[Referring expression pointing data]
◇ ◇ ◇ ◇
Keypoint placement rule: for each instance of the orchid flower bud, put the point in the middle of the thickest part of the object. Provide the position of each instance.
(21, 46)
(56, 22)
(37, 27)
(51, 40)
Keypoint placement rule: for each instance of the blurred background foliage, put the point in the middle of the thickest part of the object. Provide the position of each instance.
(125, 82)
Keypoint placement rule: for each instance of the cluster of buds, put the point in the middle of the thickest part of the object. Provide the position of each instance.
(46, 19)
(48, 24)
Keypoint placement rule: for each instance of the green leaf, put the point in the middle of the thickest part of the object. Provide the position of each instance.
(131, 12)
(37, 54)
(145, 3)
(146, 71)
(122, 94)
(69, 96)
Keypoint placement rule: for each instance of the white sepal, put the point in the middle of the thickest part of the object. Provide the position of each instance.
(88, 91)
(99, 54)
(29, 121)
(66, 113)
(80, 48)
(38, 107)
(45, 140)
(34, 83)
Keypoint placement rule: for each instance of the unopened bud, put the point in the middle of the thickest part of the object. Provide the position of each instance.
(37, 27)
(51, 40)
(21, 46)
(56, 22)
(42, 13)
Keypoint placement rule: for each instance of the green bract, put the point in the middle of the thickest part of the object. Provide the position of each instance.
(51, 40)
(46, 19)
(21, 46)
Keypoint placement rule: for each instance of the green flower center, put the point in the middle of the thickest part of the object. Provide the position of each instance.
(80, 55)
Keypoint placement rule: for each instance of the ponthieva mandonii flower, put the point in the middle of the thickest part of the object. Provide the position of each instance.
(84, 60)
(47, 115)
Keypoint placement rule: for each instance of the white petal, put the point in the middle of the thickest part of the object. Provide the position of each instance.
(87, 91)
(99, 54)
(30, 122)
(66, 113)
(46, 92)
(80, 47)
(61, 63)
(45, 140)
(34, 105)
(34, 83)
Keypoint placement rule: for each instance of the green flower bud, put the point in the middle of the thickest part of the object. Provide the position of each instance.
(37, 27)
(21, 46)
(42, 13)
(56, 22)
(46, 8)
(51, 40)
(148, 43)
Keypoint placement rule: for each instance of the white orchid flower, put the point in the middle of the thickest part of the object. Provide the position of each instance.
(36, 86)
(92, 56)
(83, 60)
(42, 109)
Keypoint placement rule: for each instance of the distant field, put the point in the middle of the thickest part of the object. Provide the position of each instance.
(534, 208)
◇ ◇ ◇ ◇
PROMPT: All the records above need to be set down again exactly as they were given.

SOLUTION TO THE PROBLEM:
Keypoint placement rule: for each instance of the orchid flower bud, put the point in the middle of the thickest part of the object. Provide the position of each instance.
(21, 46)
(56, 22)
(37, 27)
(51, 40)
Keypoint placement rule: for each instance of the blurred background foliage, put the point in the middle of the thickest part of the object. Provide the position of each instance.
(125, 82)
Keypoint placement rule: for each instance of the cluster of buds, put the point in the middle of the thickest part of the object. Provide the position of each instance.
(46, 19)
(48, 24)
Keypoint placement rule: for each instance of the green leaf, put the point in the middle of the thickest part of the object. Provide the position of each instance.
(131, 12)
(37, 54)
(145, 3)
(146, 71)
(122, 94)
(69, 96)
Keypoint placement rule: for each instance of the white sepal, put the point in the middle of the thickest part of the object. Provide the position of each instance.
(88, 91)
(99, 54)
(29, 121)
(66, 113)
(80, 48)
(38, 107)
(45, 140)
(34, 83)
Keypoint placement rule: for each instance of the unopened bud, put the point in the middle of the thickest part of the object. Provide the position of each instance.
(37, 27)
(51, 40)
(21, 46)
(56, 22)
(42, 13)
Keypoint placement rule: for each instance of the green bract, put the point in the middle of the thickest part of the object. Provide the position of each instance.
(51, 40)
(46, 19)
(21, 46)
Keypoint placement rule: for each instance of the green flower center, put the point in the middle of the thickest part of the object. Provide the position of each instance.
(80, 55)
Keypoint placement rule: for each instance of the ponthieva mandonii flower, put the point in the middle of the thickest part of the object. Provide the position of each instance.
(84, 60)
(47, 115)
Keypoint placement rule: for each instance of the white petal, put the point in the middle of the thickest part of the object. Provide the position of each instance.
(87, 91)
(99, 54)
(30, 122)
(66, 113)
(46, 92)
(80, 47)
(61, 63)
(45, 140)
(34, 105)
(34, 83)
Keypoint placement rule: for each instance of the green flower bud, put the point in the middle of the thickest part of the object. Provide the position of each instance.
(37, 27)
(21, 46)
(42, 13)
(56, 22)
(46, 8)
(51, 40)
(148, 43)
Keypoint placement rule: for each instance of the white orchid flower, put the point in the middle of the thickest part of the object. Provide the position of each instance.
(36, 86)
(92, 56)
(83, 60)
(42, 109)
Keypoint placement rule: for each instance of the distant field, put the point in the middle of the thickest part of the object. Provide the position of each instance.
(534, 208)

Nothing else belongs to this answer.